*Exercise brief:* Copy without pictures. Please restate each line of the listing exactly.

*Extracted entries:*
··········
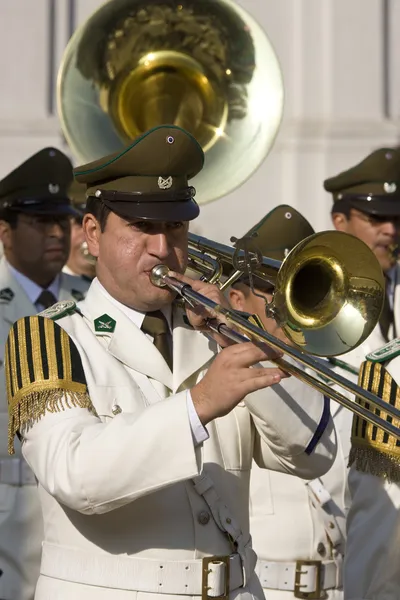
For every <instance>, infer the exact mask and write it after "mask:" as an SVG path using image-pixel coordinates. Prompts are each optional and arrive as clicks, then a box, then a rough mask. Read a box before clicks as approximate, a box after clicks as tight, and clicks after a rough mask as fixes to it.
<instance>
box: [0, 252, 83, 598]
mask: <svg viewBox="0 0 400 600" xmlns="http://www.w3.org/2000/svg"><path fill="white" fill-rule="evenodd" d="M87 289H88V284H87V283H85V282H83V281H80V280H79V279H77V278H75V277H71V276H69V275H62V276H61V285H60V297H59V299H60V300H71V299H73V298H74V297H76V296H77V295H79V294H84V293H85V292H86V290H87ZM35 313H36V309H35V306H34V305H33V304H32V303H31V302H30V300H29V299H28V296H27V295H26V293H25V292H24V290H23V289H22V287H21V286H20V284H19V283H18V282H17V281H16V280H15V278H14V276H13V275H12V273H11V272H10V270H9V269H8V267H7V263H6V261H5V259H4V258H2V259H1V260H0V599H1V600H32V598H33V595H34V589H35V585H36V581H37V579H38V576H39V565H40V554H41V542H42V540H43V524H42V514H41V509H40V502H39V497H38V493H37V487H36V481H35V478H34V475H33V473H32V472H31V470H30V469H29V467H28V465H26V463H25V461H24V460H23V459H22V460H21V455H20V452H19V448H18V447H17V444H16V450H17V454H16V456H14V457H10V456H9V455H8V453H7V428H8V412H7V398H6V391H5V385H4V369H3V362H4V346H5V342H6V340H7V336H8V332H9V330H10V327H11V326H12V324H13V323H14V322H15V321H16V320H17V319H19V318H20V317H22V316H24V315H34V314H35Z"/></svg>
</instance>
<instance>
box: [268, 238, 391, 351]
mask: <svg viewBox="0 0 400 600" xmlns="http://www.w3.org/2000/svg"><path fill="white" fill-rule="evenodd" d="M384 290H385V283H384V276H383V273H382V269H381V267H380V265H379V262H378V260H377V258H376V257H375V255H374V253H373V252H372V251H371V250H370V249H369V248H368V246H367V245H366V244H364V242H362V241H361V240H359V239H358V238H356V237H354V236H352V235H349V234H346V233H343V232H340V231H325V232H322V233H316V234H314V235H311V236H310V237H308V238H306V239H305V240H303V241H302V242H300V243H299V244H297V246H295V248H293V250H292V251H291V252H290V253H289V254H288V256H287V257H286V258H285V260H284V261H283V263H282V266H281V268H280V270H279V272H278V274H277V278H276V284H275V293H274V299H273V304H274V307H275V310H276V313H277V317H278V321H279V322H280V324H281V326H282V328H283V330H284V331H285V333H286V335H287V336H288V337H289V338H290V339H291V340H292V341H293V342H294V343H295V344H296V346H299V347H300V348H303V349H304V350H306V351H307V352H308V353H310V354H315V355H318V356H338V355H340V354H344V353H346V352H349V351H350V350H352V349H353V348H355V347H357V346H358V345H359V344H361V343H362V342H363V341H364V340H365V339H366V338H367V337H368V336H369V335H370V333H371V332H372V330H373V329H374V328H375V326H376V324H377V323H378V320H379V316H380V313H381V310H382V306H383V299H384Z"/></svg>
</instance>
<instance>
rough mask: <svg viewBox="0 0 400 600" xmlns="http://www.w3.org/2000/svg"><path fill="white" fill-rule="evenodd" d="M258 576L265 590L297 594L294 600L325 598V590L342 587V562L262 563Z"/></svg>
mask: <svg viewBox="0 0 400 600" xmlns="http://www.w3.org/2000/svg"><path fill="white" fill-rule="evenodd" d="M256 573H257V575H258V578H259V580H260V582H261V585H262V587H263V588H266V589H270V590H286V591H290V592H294V597H295V598H304V597H307V598H324V597H325V595H324V594H323V591H324V590H329V589H335V588H341V587H342V570H341V561H340V560H339V561H333V560H326V561H320V560H298V561H296V562H272V561H268V560H261V559H259V560H258V562H257V566H256ZM302 594H303V595H302ZM304 594H307V596H305V595H304Z"/></svg>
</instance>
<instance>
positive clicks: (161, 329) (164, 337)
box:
··········
*Exercise output:*
For every <instance>, infer the exact mask and write it after "mask:" as an SVG path using image-pixel coordinates. Prompts are each optional and arrive as clicks, then a box, then a rough mask. Read a box before clicks as approximate, a box after clicks as tight, and clicks after a rough mask as fixes to it.
<instance>
box: [0, 252, 83, 598]
mask: <svg viewBox="0 0 400 600" xmlns="http://www.w3.org/2000/svg"><path fill="white" fill-rule="evenodd" d="M87 289H88V284H87V283H85V282H83V281H80V280H79V279H77V278H75V277H71V276H69V275H62V276H61V285H60V297H59V299H60V300H71V299H73V298H74V297H76V296H77V295H79V294H84V293H85V292H86V290H87ZM35 313H36V309H35V306H34V305H33V304H32V303H31V302H30V300H29V299H28V296H27V295H26V293H25V292H24V290H23V289H22V287H21V286H20V284H19V283H18V282H17V281H16V280H15V278H14V276H13V275H12V273H11V272H10V270H9V269H8V267H7V263H6V261H5V259H4V258H2V259H1V260H0V599H1V600H32V598H33V595H34V589H35V585H36V581H37V579H38V576H39V565H40V554H41V542H42V540H43V524H42V514H41V509H40V502H39V497H38V493H37V487H36V481H35V478H34V475H33V473H32V472H31V470H30V469H29V467H28V465H26V463H25V461H24V460H23V459H22V460H21V455H20V452H19V448H18V447H17V444H16V450H17V454H16V456H14V457H10V456H9V455H8V453H7V428H8V412H7V398H6V391H5V385H4V369H3V362H4V346H5V342H6V340H7V336H8V332H9V330H10V327H11V326H12V324H13V323H14V322H15V321H16V320H17V319H19V318H20V317H22V316H24V315H34V314H35Z"/></svg>
</instance>
<instance>
box: [268, 238, 391, 351]
mask: <svg viewBox="0 0 400 600" xmlns="http://www.w3.org/2000/svg"><path fill="white" fill-rule="evenodd" d="M384 290H385V283H384V276H383V273H382V269H381V267H380V265H379V262H378V260H377V258H376V257H375V255H374V253H373V252H372V251H371V250H370V249H369V248H368V246H367V245H366V244H364V242H362V241H361V240H359V239H358V238H356V237H354V236H352V235H349V234H346V233H343V232H340V231H325V232H322V233H316V234H314V235H311V236H310V237H308V238H306V239H305V240H303V241H302V242H300V243H299V244H297V246H295V248H293V250H292V251H291V252H290V253H289V254H288V256H287V257H286V258H285V260H284V261H283V263H282V266H281V268H280V270H279V272H278V274H277V278H276V284H275V293H274V299H273V304H274V307H275V310H276V313H277V317H278V321H279V322H280V324H281V326H282V328H283V330H284V331H285V333H286V335H287V336H288V337H289V338H290V339H291V340H292V341H293V342H294V343H295V344H296V346H299V347H300V348H303V349H304V350H306V351H307V352H308V353H310V354H315V355H318V356H338V355H340V354H344V353H346V352H349V351H350V350H352V349H353V348H355V347H357V346H358V345H359V344H361V343H362V342H363V341H364V340H365V339H366V338H367V337H368V336H369V335H370V333H371V332H372V330H373V329H374V328H375V326H376V324H377V323H378V320H379V316H380V313H381V310H382V306H383V299H384Z"/></svg>
</instance>
<instance>
rough mask: <svg viewBox="0 0 400 600" xmlns="http://www.w3.org/2000/svg"><path fill="white" fill-rule="evenodd" d="M258 576L265 590L297 594L294 600L325 598V590L342 587V562L262 563Z"/></svg>
mask: <svg viewBox="0 0 400 600" xmlns="http://www.w3.org/2000/svg"><path fill="white" fill-rule="evenodd" d="M256 573H257V575H258V578H259V580H260V582H261V585H262V587H263V588H266V589H270V590H286V591H290V592H294V597H295V598H304V597H307V598H324V597H325V595H324V594H323V591H324V590H329V589H335V588H341V587H342V570H341V561H340V560H339V561H333V560H326V561H320V560H298V561H296V562H272V561H268V560H261V559H259V560H258V562H257V566H256ZM302 594H303V595H302ZM304 594H307V596H305V595H304Z"/></svg>
</instance>
<instance>
positive clicks: (161, 329) (164, 337)
box:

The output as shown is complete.